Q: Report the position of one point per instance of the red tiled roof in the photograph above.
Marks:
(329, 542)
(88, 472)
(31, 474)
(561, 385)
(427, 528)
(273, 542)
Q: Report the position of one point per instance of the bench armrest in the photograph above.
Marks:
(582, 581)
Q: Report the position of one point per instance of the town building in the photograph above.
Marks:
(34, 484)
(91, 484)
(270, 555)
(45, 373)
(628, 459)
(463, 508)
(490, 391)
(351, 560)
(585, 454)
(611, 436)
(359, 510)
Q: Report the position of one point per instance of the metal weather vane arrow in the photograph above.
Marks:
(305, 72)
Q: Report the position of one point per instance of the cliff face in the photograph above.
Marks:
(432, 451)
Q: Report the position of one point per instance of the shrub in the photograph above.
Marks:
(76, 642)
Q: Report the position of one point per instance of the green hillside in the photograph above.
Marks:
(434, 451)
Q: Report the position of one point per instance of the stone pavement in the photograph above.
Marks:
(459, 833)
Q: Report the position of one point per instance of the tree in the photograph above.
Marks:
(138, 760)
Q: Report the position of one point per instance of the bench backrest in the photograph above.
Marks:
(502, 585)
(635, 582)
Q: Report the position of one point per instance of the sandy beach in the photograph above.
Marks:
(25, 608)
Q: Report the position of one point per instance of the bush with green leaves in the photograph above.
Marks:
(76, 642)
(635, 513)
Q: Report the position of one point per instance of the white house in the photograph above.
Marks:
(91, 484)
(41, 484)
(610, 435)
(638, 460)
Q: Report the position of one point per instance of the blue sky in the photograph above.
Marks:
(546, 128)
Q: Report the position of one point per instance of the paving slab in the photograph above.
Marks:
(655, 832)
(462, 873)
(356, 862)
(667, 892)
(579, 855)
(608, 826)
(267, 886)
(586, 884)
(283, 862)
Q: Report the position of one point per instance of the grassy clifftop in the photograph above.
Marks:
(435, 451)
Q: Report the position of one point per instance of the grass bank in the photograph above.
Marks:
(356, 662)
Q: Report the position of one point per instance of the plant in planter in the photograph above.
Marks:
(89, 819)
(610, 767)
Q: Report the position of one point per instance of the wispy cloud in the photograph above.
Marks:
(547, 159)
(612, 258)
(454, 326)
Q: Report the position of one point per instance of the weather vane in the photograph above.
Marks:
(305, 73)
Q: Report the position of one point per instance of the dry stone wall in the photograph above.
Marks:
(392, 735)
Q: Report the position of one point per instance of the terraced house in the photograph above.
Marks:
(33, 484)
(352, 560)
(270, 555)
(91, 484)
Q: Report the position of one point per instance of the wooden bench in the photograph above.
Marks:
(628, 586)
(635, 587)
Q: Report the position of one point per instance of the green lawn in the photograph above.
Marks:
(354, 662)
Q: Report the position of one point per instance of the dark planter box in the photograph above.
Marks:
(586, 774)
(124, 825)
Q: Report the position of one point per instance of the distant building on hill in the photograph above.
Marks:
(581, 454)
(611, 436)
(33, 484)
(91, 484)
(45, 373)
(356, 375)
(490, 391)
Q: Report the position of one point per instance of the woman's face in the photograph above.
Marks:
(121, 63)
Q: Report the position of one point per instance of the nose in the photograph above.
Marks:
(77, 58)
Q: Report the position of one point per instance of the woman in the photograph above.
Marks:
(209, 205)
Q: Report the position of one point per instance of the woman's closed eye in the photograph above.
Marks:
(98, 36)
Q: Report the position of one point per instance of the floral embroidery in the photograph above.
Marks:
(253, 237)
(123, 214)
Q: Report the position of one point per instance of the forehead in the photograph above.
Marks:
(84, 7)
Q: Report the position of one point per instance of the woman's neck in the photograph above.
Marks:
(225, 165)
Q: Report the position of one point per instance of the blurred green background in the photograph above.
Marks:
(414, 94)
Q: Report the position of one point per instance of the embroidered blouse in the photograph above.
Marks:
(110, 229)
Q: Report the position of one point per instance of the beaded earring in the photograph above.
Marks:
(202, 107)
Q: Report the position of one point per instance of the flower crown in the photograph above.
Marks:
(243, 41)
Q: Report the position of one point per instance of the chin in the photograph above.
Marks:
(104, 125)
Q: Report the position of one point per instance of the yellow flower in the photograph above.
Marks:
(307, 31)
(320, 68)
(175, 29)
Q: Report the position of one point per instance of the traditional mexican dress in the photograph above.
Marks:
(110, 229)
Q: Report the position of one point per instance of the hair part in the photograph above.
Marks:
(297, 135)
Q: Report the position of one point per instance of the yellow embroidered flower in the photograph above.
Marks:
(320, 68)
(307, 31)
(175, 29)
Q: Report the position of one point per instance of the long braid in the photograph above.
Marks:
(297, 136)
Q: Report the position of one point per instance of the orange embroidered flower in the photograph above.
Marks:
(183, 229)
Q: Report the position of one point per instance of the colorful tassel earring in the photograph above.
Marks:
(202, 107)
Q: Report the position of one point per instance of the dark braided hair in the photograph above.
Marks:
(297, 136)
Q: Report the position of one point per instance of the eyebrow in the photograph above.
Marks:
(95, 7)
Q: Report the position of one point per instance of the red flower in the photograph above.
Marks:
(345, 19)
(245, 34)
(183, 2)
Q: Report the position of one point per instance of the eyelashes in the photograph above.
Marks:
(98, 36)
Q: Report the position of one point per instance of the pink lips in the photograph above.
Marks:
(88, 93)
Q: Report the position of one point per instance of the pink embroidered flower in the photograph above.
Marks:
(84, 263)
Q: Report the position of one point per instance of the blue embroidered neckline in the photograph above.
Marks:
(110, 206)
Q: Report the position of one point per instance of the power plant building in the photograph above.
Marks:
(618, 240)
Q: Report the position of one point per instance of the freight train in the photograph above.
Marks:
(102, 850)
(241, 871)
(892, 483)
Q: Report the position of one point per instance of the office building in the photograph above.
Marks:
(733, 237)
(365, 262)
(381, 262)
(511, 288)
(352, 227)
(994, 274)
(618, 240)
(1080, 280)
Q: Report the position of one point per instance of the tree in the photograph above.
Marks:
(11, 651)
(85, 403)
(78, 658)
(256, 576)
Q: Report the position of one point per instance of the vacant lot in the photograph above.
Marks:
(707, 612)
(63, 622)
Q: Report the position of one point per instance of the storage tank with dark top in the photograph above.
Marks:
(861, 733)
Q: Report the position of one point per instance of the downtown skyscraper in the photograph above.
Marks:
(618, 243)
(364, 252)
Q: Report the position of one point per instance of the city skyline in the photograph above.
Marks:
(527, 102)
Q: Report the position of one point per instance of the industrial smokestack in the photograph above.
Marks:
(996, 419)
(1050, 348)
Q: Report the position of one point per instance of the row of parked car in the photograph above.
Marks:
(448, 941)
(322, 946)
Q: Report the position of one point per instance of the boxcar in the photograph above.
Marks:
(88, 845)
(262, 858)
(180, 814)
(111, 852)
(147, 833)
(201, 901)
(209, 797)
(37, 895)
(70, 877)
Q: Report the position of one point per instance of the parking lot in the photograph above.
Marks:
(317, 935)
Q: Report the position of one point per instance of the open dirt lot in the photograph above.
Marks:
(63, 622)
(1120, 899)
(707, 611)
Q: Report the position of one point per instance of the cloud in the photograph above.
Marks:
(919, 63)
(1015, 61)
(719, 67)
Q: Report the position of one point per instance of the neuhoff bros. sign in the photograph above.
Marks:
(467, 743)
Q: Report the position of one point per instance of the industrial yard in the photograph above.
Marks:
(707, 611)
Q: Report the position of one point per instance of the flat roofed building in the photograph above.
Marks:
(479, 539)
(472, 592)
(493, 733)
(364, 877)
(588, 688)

● ● ●

WHAT IS EXPECTED: Every line above with the word "industrial" is to be copied out.

PROBLEM SOLUTION:
Q: Report the position of one point per instance of the industrial smokestack in the photograph above.
Q: Report the position of one point per instance of the industrial yard in the photograph above.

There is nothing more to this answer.